— START RECORDS FOR PROCESSING —
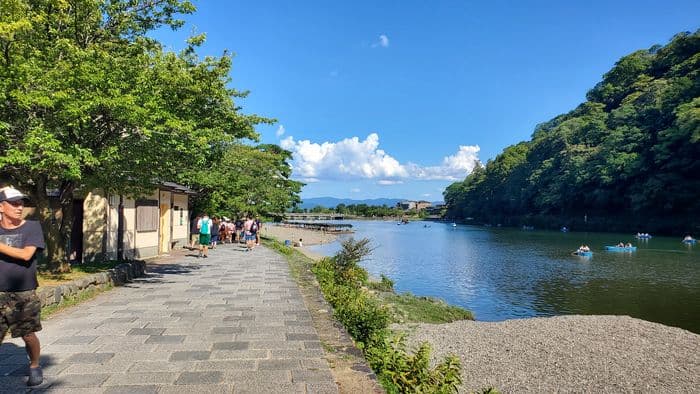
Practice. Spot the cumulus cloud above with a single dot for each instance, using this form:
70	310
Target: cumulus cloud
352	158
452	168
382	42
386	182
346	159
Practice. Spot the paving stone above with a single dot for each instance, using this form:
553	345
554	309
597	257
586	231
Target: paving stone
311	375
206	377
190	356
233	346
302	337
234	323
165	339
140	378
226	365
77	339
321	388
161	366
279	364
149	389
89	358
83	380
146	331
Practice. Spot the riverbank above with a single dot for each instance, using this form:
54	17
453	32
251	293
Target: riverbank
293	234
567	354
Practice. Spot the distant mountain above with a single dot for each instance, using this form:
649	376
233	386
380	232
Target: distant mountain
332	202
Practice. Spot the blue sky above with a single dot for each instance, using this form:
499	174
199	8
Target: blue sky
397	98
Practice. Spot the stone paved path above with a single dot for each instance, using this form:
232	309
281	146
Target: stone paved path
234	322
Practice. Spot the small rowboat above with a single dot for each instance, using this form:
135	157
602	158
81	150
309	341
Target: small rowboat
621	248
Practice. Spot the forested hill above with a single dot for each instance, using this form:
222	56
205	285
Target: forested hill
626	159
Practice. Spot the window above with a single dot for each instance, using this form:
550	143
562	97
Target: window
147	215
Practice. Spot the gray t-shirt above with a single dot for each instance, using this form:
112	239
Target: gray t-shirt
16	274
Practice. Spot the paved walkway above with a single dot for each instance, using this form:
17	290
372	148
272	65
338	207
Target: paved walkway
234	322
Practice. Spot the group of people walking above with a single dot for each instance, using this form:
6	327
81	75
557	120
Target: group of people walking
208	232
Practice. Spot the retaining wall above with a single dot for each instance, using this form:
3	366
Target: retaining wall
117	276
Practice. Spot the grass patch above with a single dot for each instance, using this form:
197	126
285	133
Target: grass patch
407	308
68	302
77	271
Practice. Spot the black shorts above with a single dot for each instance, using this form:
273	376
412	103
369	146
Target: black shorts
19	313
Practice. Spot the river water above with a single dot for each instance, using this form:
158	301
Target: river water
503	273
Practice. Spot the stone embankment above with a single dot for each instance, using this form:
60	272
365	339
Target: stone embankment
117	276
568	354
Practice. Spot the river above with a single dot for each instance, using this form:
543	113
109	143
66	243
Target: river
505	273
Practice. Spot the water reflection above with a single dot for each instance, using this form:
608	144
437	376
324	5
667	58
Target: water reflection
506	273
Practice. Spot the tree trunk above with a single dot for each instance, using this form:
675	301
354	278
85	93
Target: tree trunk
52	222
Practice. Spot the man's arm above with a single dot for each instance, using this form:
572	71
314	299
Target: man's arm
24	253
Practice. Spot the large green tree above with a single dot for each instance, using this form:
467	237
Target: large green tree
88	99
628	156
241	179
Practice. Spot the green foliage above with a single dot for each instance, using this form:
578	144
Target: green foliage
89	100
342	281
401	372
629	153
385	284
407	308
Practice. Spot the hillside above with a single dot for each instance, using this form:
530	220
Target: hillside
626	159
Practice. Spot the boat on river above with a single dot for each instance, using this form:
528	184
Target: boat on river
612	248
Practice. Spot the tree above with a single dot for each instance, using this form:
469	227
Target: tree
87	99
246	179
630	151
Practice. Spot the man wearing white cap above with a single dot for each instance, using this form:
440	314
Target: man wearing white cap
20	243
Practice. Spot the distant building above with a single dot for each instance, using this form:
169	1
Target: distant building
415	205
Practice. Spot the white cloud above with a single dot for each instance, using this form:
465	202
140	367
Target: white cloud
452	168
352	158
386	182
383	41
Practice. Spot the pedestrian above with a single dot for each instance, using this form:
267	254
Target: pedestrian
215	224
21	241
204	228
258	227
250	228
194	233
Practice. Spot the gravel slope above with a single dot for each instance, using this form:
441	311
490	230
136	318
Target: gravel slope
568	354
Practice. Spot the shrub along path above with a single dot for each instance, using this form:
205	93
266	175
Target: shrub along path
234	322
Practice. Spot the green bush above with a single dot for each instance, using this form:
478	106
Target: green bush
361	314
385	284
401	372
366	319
— END RECORDS FOR PROCESSING —
**STATED GOAL**
Can you rewrite all the lines above as a Markdown table with the columns "Row" and "Text", skipping blank lines and leaving the pictures out?

**RESULT OF THE TASK**
| Row | Text |
|---|---|
| 1 | Practice. Spot the cumulus cloud above with a single dot for each instance, using this form: |
| 2 | 70	310 |
| 3 | Target: cumulus cloud |
| 4 | 352	158 |
| 5 | 452	168 |
| 6 | 382	42 |
| 7 | 386	182 |
| 8 | 346	159 |
| 9 | Practice. Spot the paving stone above with a single dot for each instance, using this form: |
| 10 | 553	345 |
| 11 | 554	309 |
| 12 | 597	257 |
| 13 | 586	231 |
| 14 | Target: paving stone |
| 15 | 311	375 |
| 16 | 206	377 |
| 17 | 190	356 |
| 18 | 233	346 |
| 19 | 302	337 |
| 20 | 234	323 |
| 21 | 165	339 |
| 22 | 140	378 |
| 23 | 226	365 |
| 24 | 77	339 |
| 25 | 321	388 |
| 26 | 161	366 |
| 27 | 279	364 |
| 28 | 149	389 |
| 29 | 89	358 |
| 30 | 83	380 |
| 31 | 146	331 |
| 32 | Practice. Spot the riverbank above with a single dot for each instance, using this form: |
| 33 | 54	17 |
| 34 | 453	32 |
| 35 | 251	293 |
| 36 | Target: riverbank |
| 37 | 293	234 |
| 38 | 567	354 |
| 39 | Practice. Spot the distant mountain above with a single dot for each instance, using this form: |
| 40 | 649	376 |
| 41 | 233	386 |
| 42 | 380	232 |
| 43 | Target: distant mountain |
| 44 | 332	202 |
| 45 | Practice. Spot the blue sky above with a single dot for each instance, using this form: |
| 46 | 499	174 |
| 47 | 199	8 |
| 48 | Target: blue sky |
| 49 | 397	98 |
| 50 | Practice. Spot the stone paved path above with a single dot for each instance, using this form: |
| 51 | 232	309 |
| 52 | 281	146 |
| 53 | Target: stone paved path |
| 54 | 234	322 |
| 55 | Practice. Spot the small rowboat above with a single dot for each instance, using this form: |
| 56 | 135	157 |
| 57 | 602	158 |
| 58 | 81	150 |
| 59 | 309	341 |
| 60 | Target: small rowboat |
| 61 | 621	248 |
| 62 | Practice. Spot the forested hill above with a single dot for each instance, using this form: |
| 63 | 222	56 |
| 64 | 205	285 |
| 65 | Target: forested hill |
| 66 | 626	159 |
| 67 | Practice. Spot the window above with a single dot for each instance, using this form: |
| 68 | 550	143 |
| 69 | 562	97 |
| 70 | Target: window |
| 71 | 147	215 |
| 72 | Practice. Spot the gray t-shirt above with a single dot for each instance, using this form: |
| 73 | 112	239 |
| 74 | Target: gray t-shirt |
| 75 | 16	274 |
| 76 | Practice. Spot the paved walkway above with a single dot for each instance, using this form: |
| 77 | 17	290 |
| 78 | 372	148 |
| 79 | 272	65 |
| 80 | 338	207 |
| 81 | Target: paved walkway |
| 82 | 234	322 |
| 83 | Practice. Spot the group of people walking above with a single dot for each instance, using this form: |
| 84 | 6	327 |
| 85 | 81	75 |
| 86 | 557	120 |
| 87 | Target: group of people walking |
| 88 | 208	232 |
| 89 | Practice. Spot the retaining wall above with a single dot for each instance, using this form: |
| 90 | 3	366 |
| 91 | Target: retaining wall |
| 92 | 117	276 |
| 93 | Practice. Spot the grass patch above with a single dot for each instance, using this form: |
| 94 | 197	126 |
| 95 | 285	133 |
| 96 | Target: grass patch |
| 97 | 407	308 |
| 98 | 68	302 |
| 99 | 77	271 |
| 100 | Practice. Spot the black shorts above with a single dot for each instance, using this form: |
| 101 | 273	376 |
| 102 | 412	103 |
| 103 | 369	146 |
| 104 | Target: black shorts |
| 105 | 19	313 |
| 106 | Practice. Spot the river water above with a single dot for each instance, using this form: |
| 107 | 158	301 |
| 108 | Target: river water |
| 109 | 503	273 |
| 110 | Practice. Spot the stone embankment above with a single dot for each instance, using this form: |
| 111 | 60	272 |
| 112 | 365	339 |
| 113 | Target: stone embankment |
| 114 | 117	276 |
| 115 | 568	354 |
| 116 | Practice. Spot the river above with a single dot for each instance, using this form: |
| 117 | 543	113 |
| 118 | 109	143 |
| 119 | 66	243 |
| 120 | Target: river |
| 121 | 505	273 |
| 122 | Practice. Spot the water reflection above with a single dot for each instance, using this form: |
| 123 | 608	144 |
| 124 | 437	376 |
| 125 | 324	5 |
| 126 | 667	58 |
| 127 | Target: water reflection |
| 128 | 506	273 |
| 129 | Practice. Spot the tree trunk above with a single dot for each instance, using this form: |
| 130 | 675	301 |
| 131 | 354	278 |
| 132 | 85	93 |
| 133 | Target: tree trunk |
| 134 | 52	222 |
| 135 | Practice. Spot the man's arm above with a single dot for each instance, using this form: |
| 136 | 572	71 |
| 137 | 314	299 |
| 138 | Target: man's arm |
| 139 | 24	253 |
| 140 | Practice. Spot the large green tree above with a single dot for each instance, using this form: |
| 141 | 467	237 |
| 142 | Target: large green tree |
| 143 | 88	99 |
| 144 | 628	156 |
| 145 | 241	179 |
| 146 | Practice. Spot the green foliage above with a single dot for each instance, using this form: |
| 147 | 578	144 |
| 148 | Target: green foliage |
| 149 | 89	100 |
| 150 | 342	281 |
| 151 | 401	372 |
| 152 | 629	153 |
| 153 | 385	284 |
| 154 | 407	308 |
| 155 | Practice. Spot the hillside above with a single dot for each instance, using this form: |
| 156 | 530	220 |
| 157 | Target: hillside |
| 158 | 626	159 |
| 159 | Practice. Spot the boat on river above with a single dot for each instance, using this form: |
| 160 | 528	184 |
| 161 | Target: boat on river |
| 162 | 612	248 |
| 163 | Practice. Spot the tree above with a single dot for each instance, using this form: |
| 164 | 469	227 |
| 165 | Target: tree |
| 166 | 87	99 |
| 167 | 246	179 |
| 168 | 630	151 |
| 169 | Practice. Spot the man wearing white cap above with a single dot for each instance, using this form: |
| 170 | 440	314 |
| 171 | Target: man wearing white cap |
| 172 | 20	243 |
| 173 | Practice. Spot the distant building above with a single dot for each instance, using this form: |
| 174 | 169	1 |
| 175 | Target: distant building |
| 176 | 415	205 |
| 177 | Practice. Spot the white cloud above with a single dot for each instance, using this form: |
| 178 | 465	202 |
| 179 | 140	367 |
| 180 | Target: white cloud |
| 181 | 452	168 |
| 182 | 352	158 |
| 183 | 386	182 |
| 184 | 383	41 |
| 185 | Practice. Spot the pedestrian above with a single dot for each instance, using this form: |
| 186 | 267	254 |
| 187 | Target: pedestrian |
| 188 | 215	224 |
| 189 | 21	241 |
| 190 | 204	228 |
| 191 | 258	227 |
| 192 | 250	228 |
| 193 | 194	233 |
| 194 | Practice. Spot the gravel slope above with a single dot for each instance, using this form: |
| 195 | 441	311 |
| 196 | 490	230 |
| 197 | 136	318 |
| 198 | Target: gravel slope |
| 199 | 568	354 |
| 200 | Practice. Spot the shrub along path above with a single dot for each instance, using this form: |
| 201 | 205	93 |
| 202 | 266	175 |
| 203 | Target: shrub along path |
| 204 | 234	322 |
| 205 | Practice. Spot the green bush above with a single dot for each instance, using this form: |
| 206 | 478	106 |
| 207 | Target: green bush |
| 208 | 361	314 |
| 209 | 385	284 |
| 210 | 401	372 |
| 211 | 366	319 |